> _Aim of the task_:
Take the line that has "Where can the white cumulus" in it and every line after it to the end of the entries, and reproduce them exactly.

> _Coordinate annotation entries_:
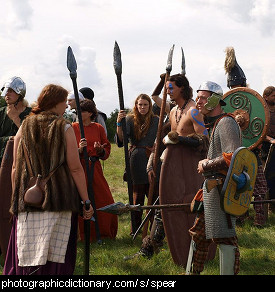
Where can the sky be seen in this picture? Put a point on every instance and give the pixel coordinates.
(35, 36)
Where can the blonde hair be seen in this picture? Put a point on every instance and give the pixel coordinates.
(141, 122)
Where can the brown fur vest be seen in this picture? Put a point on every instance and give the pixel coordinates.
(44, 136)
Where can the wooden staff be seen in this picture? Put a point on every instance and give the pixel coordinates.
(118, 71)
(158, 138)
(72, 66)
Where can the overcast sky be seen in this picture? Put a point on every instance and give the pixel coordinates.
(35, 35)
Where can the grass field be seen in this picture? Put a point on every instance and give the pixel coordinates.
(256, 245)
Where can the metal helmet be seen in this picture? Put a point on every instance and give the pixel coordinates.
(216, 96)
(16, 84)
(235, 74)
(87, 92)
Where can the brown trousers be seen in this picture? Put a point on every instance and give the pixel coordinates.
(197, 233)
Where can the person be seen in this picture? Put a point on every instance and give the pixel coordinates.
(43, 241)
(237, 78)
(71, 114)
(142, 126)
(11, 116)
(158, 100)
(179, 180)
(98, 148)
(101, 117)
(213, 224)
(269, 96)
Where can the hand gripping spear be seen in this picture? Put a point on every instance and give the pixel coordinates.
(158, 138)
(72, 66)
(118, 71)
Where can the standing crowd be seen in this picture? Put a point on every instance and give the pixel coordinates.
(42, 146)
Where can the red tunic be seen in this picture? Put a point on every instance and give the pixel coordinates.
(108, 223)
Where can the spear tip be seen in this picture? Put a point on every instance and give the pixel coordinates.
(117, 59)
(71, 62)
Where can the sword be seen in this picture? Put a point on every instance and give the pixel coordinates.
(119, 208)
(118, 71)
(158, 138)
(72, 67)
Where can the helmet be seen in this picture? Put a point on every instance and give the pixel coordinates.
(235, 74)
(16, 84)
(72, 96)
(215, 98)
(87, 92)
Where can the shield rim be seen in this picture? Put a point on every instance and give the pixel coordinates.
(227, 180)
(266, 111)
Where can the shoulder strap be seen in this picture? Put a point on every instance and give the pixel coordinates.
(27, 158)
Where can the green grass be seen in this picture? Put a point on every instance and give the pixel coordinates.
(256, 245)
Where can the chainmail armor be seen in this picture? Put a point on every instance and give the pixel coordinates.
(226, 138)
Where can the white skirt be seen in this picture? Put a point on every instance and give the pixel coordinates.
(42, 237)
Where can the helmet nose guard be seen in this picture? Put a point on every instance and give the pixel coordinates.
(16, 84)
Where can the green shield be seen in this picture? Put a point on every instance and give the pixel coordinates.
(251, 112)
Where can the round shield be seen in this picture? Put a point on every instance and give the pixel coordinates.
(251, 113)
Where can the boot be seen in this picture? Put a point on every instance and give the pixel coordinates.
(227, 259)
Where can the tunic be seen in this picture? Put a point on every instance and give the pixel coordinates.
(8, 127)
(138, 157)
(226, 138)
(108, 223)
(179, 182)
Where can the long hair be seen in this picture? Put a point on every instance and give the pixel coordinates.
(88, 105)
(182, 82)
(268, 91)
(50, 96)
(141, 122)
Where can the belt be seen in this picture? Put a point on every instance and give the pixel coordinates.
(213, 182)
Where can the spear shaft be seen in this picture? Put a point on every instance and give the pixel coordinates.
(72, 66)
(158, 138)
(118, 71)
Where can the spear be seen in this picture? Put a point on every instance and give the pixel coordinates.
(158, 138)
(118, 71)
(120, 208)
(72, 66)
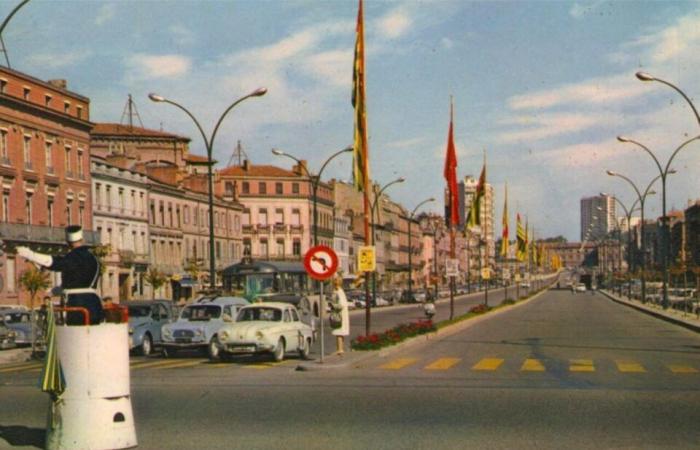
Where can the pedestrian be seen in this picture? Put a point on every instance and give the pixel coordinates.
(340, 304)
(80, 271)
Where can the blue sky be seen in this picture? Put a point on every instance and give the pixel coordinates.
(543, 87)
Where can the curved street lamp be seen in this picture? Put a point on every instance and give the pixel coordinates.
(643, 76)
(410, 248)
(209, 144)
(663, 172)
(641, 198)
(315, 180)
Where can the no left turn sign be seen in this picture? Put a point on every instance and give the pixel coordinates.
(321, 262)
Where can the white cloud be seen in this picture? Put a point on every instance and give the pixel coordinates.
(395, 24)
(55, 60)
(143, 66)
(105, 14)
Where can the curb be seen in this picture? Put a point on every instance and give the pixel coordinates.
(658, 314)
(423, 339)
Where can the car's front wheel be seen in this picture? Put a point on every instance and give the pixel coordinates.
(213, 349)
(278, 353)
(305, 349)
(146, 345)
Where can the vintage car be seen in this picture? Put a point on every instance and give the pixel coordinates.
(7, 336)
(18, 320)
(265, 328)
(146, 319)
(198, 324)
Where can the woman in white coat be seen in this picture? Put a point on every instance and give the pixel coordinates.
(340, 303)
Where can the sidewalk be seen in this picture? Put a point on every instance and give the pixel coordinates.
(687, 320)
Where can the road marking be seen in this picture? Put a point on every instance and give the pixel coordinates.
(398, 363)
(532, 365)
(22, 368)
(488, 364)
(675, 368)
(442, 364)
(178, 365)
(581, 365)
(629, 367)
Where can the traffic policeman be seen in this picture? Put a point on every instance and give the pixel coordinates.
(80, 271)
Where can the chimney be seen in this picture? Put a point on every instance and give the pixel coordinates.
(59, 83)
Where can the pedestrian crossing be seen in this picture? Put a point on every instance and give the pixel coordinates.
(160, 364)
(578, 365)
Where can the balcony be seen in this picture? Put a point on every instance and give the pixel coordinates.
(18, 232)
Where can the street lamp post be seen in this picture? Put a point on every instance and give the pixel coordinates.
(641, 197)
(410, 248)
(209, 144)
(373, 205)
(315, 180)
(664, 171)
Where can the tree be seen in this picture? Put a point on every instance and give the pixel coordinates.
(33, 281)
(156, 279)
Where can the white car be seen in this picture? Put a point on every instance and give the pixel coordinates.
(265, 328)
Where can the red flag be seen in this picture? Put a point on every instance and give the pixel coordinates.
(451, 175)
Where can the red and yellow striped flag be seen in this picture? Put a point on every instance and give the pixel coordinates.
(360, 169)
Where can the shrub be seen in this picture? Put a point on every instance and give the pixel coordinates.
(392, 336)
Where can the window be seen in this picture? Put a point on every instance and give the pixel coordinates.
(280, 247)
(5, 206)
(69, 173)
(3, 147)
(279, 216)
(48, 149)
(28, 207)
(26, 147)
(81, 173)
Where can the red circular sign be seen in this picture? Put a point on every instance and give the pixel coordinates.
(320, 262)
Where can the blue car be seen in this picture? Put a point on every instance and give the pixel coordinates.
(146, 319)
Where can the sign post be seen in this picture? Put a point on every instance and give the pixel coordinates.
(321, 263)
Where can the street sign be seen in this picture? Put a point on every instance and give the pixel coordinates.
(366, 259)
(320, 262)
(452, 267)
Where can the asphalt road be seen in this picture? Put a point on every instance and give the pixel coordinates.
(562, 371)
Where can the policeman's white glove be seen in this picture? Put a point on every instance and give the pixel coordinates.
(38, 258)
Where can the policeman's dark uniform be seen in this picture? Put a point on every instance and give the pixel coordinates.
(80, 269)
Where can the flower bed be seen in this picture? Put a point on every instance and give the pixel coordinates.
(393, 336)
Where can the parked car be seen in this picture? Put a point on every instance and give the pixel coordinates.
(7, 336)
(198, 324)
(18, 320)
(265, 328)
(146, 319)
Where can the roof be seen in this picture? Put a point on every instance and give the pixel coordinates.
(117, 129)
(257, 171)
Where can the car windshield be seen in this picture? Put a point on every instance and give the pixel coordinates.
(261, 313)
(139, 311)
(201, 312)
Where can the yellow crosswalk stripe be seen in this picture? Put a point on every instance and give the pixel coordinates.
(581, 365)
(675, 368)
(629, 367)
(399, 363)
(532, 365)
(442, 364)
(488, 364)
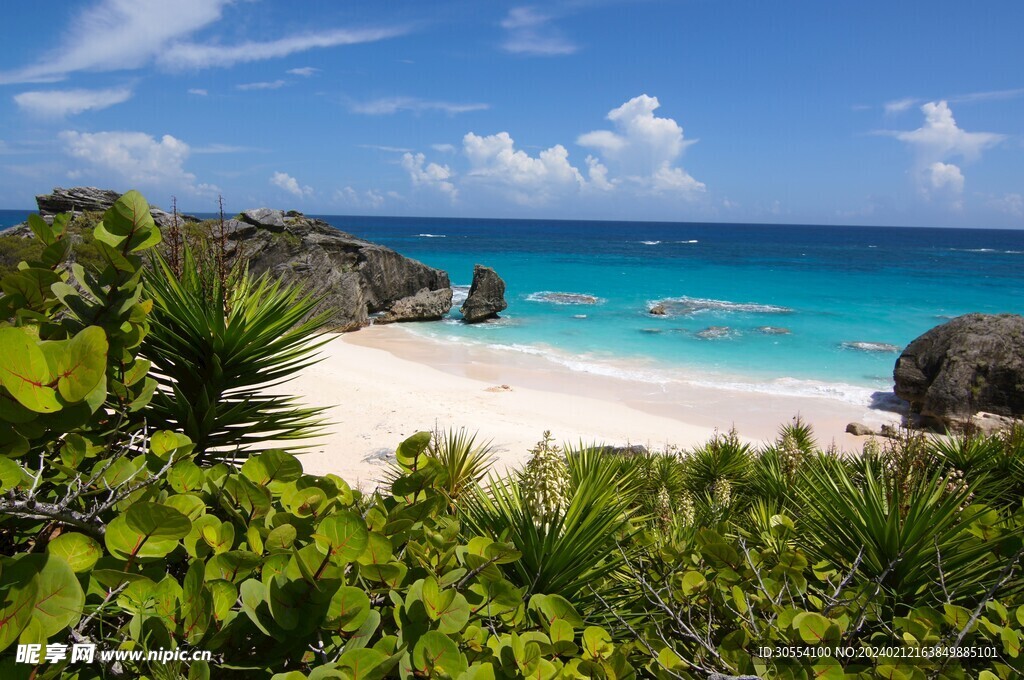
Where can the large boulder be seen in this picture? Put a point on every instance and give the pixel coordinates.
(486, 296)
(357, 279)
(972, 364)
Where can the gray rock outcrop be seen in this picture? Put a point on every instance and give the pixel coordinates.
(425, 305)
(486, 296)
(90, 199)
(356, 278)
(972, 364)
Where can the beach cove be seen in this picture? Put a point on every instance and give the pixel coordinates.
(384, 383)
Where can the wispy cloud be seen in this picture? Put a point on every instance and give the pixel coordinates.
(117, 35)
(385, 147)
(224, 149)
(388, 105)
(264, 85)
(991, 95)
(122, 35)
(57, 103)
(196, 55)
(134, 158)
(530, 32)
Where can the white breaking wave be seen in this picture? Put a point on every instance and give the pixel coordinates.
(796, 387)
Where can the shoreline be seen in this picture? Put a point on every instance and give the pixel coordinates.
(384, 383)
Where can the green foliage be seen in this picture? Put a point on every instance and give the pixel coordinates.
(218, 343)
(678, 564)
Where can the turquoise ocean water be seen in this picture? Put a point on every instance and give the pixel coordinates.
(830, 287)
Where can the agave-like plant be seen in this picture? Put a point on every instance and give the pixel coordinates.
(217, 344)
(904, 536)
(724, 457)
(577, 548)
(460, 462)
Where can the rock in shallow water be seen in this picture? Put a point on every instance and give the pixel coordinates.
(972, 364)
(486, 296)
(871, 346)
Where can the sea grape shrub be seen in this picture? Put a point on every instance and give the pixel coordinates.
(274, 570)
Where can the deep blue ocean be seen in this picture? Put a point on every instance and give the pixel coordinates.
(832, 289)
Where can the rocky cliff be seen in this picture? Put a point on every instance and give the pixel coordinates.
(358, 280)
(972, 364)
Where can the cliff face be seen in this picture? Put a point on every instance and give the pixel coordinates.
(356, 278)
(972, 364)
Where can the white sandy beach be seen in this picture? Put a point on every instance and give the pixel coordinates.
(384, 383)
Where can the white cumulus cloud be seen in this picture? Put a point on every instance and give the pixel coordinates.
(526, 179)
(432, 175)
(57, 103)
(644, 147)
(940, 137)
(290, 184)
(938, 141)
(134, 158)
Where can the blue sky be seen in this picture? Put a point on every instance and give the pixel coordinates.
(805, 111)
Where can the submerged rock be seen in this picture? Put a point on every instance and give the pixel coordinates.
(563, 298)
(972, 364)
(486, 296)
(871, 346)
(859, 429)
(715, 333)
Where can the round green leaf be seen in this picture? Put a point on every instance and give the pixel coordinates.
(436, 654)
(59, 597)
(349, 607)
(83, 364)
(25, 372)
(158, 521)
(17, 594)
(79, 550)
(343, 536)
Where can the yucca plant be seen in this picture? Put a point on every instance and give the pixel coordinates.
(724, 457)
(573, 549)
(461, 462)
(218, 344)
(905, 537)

> _Solution for this exercise_:
Where can the white cumulus cloud be seen in this picture? Put a point on every instance and give the pixel coordinates.
(526, 179)
(432, 175)
(57, 103)
(644, 147)
(940, 137)
(290, 184)
(938, 141)
(134, 158)
Where can the blue sky be seen in this picture? Put a point on every instance and give the pixel coordinates.
(805, 111)
Where can the submerged rock be seen in this picture? Put a point on every instance and give the pixel coordinates.
(563, 298)
(972, 364)
(486, 296)
(871, 346)
(859, 429)
(715, 333)
Where can the round green leaf be seen in this picture? Put a point on every instance and give the pixel coordinates.
(436, 654)
(59, 597)
(349, 607)
(83, 364)
(25, 372)
(158, 521)
(17, 594)
(79, 550)
(343, 536)
Where can the yucca plant be seen in this picture? Put a point on every instance and give the pixel coordinates.
(724, 457)
(573, 549)
(461, 462)
(218, 344)
(905, 537)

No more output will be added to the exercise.